* _WORK TO COMPLETE_
Rewrite only the lines of the listing that start at the line containing "church steeple, imagine" and stop after the line containing "[(144, 74), (143, 81), (159, 79)]", keeping the request unchanged. Multiply every coordinate in the answer by 2.1 and round to whole numbers, with halves going up.

* _RECORDS PROVIDED_
"""

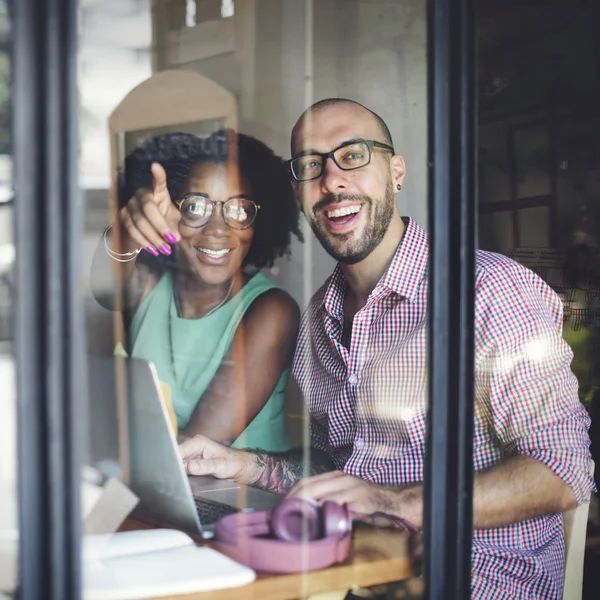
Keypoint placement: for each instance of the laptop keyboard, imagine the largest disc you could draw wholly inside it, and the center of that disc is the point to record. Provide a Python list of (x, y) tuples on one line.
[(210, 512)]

"""
"""

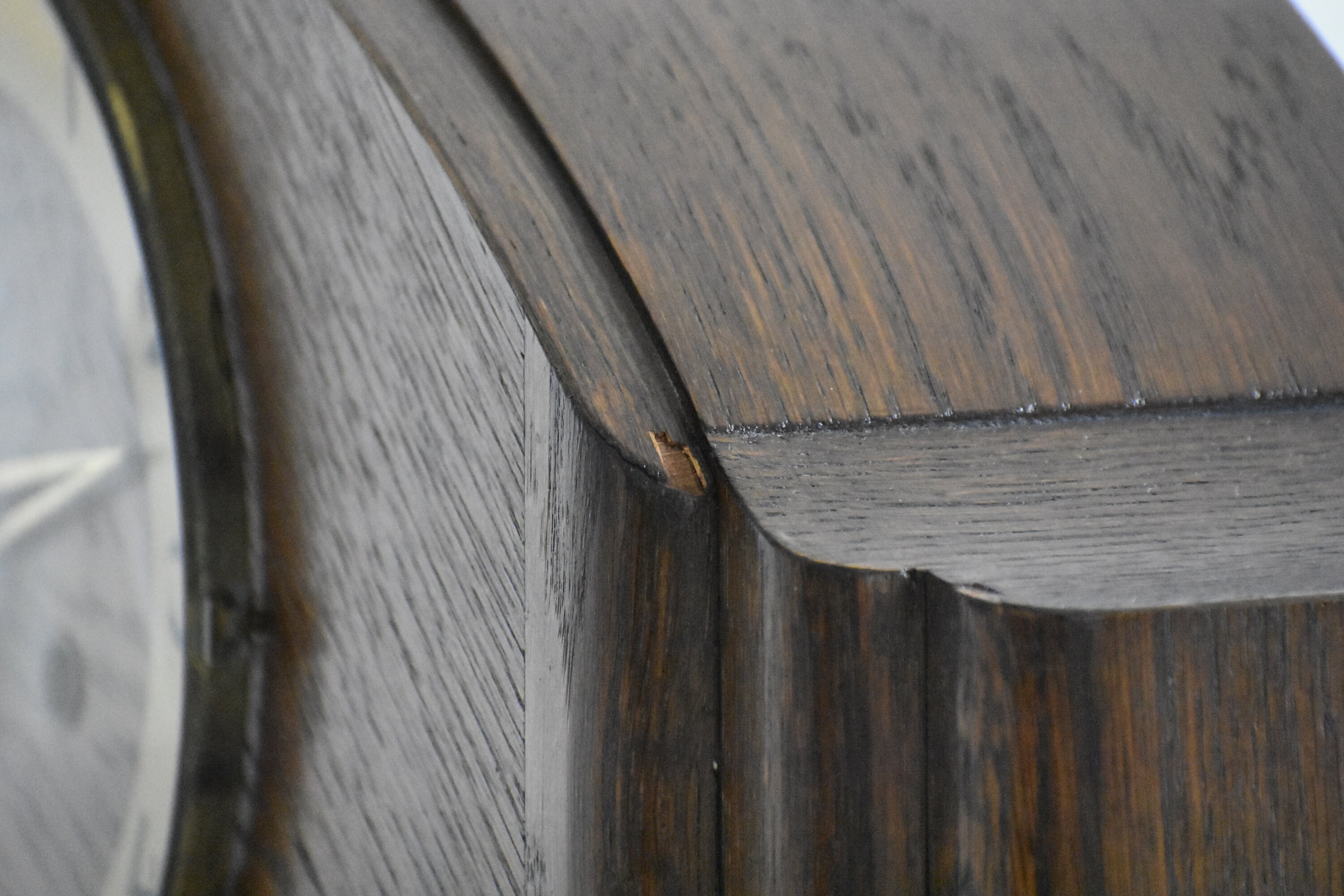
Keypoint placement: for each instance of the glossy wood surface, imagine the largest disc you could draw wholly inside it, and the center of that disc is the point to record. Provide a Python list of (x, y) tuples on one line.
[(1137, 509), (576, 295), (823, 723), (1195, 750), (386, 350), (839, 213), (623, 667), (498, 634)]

"""
"""

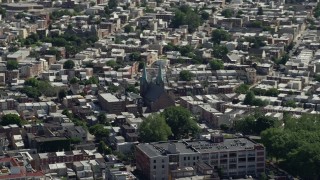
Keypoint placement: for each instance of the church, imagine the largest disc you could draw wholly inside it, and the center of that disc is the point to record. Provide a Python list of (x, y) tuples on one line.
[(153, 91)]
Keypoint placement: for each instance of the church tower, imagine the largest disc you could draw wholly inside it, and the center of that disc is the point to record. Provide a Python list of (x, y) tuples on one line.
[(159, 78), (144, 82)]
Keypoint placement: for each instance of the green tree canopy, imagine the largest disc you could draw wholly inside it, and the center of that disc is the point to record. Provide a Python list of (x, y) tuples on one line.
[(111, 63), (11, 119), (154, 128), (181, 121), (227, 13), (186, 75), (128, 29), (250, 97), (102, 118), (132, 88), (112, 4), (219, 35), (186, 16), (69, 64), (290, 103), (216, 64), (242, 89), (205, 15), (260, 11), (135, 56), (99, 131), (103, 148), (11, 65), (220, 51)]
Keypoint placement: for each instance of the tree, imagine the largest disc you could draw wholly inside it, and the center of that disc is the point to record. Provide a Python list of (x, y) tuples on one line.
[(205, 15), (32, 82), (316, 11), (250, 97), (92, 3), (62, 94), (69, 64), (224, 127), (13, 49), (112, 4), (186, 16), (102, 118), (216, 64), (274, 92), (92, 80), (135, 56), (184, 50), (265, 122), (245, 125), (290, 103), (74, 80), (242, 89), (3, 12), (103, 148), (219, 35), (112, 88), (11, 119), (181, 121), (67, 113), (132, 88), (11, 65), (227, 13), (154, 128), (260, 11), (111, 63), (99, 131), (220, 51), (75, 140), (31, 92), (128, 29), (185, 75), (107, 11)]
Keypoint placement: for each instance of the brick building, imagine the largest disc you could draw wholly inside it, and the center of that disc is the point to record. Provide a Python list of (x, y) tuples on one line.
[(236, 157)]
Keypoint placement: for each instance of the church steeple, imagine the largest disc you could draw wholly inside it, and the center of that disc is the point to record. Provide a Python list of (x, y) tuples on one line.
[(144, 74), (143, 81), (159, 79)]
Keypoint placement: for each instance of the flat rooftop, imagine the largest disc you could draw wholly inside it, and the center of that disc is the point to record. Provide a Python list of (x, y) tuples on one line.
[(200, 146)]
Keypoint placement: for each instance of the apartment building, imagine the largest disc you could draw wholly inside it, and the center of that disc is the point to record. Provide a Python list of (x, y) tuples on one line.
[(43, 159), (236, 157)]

"""

* _EXERCISE OUTPUT_
Keypoint placement: for each instance of the church steeple, imagine the largest disc you could draw wholly inside it, and the center of that disc is the point to record. Provide a Python list of (x, y) tuples on one line.
[(302, 155), (300, 170), (334, 166)]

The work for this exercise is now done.